Information>
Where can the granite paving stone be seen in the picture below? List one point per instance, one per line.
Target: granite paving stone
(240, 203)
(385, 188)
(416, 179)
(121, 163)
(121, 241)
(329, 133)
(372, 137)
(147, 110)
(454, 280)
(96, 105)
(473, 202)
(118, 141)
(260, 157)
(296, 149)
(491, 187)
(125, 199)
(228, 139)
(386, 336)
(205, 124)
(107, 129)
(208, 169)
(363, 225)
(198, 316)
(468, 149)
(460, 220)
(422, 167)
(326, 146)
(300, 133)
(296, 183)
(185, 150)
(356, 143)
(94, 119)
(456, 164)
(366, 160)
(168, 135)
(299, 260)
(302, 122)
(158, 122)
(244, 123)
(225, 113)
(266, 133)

Assignment>
Working through the records above, copy each one exactly.

Result below>
Where can the granite paving stone be seen in the picture below? List one point per instance, one per line.
Target: granite paving stone
(240, 203)
(385, 188)
(416, 179)
(121, 163)
(121, 241)
(329, 133)
(372, 137)
(147, 110)
(454, 280)
(96, 105)
(473, 202)
(118, 141)
(260, 157)
(296, 149)
(491, 187)
(125, 199)
(228, 139)
(386, 336)
(205, 124)
(107, 129)
(208, 169)
(363, 225)
(198, 316)
(468, 149)
(460, 220)
(422, 167)
(326, 146)
(300, 133)
(296, 183)
(185, 150)
(356, 143)
(94, 119)
(456, 164)
(366, 160)
(168, 135)
(299, 260)
(302, 122)
(158, 122)
(244, 123)
(225, 113)
(266, 133)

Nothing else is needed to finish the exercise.